◆ WORK INSTRUCTIONS ◆
Rewrite all of the following lines, keeping the requests, and add 93 to every bounding box coordinate in the answers. Leave the pictures out.

□ □ □ □ □

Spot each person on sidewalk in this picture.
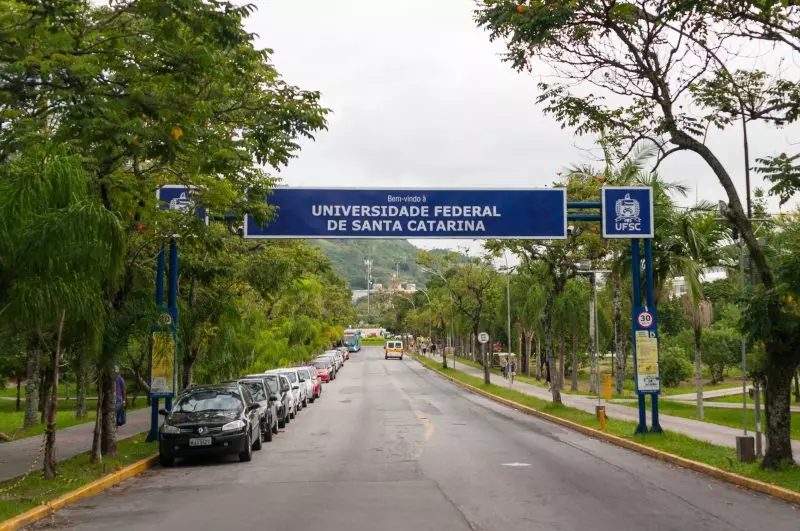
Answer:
[114,367,128,426]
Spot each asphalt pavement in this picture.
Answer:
[34,347,800,531]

□ □ □ □ □

◆ EXERCISE ANSWER ◆
Spot each person on sidewalk in this picture.
Answer:
[207,460,221,519]
Spot each asphalt pavement in this picture.
Answer:
[127,440,893,624]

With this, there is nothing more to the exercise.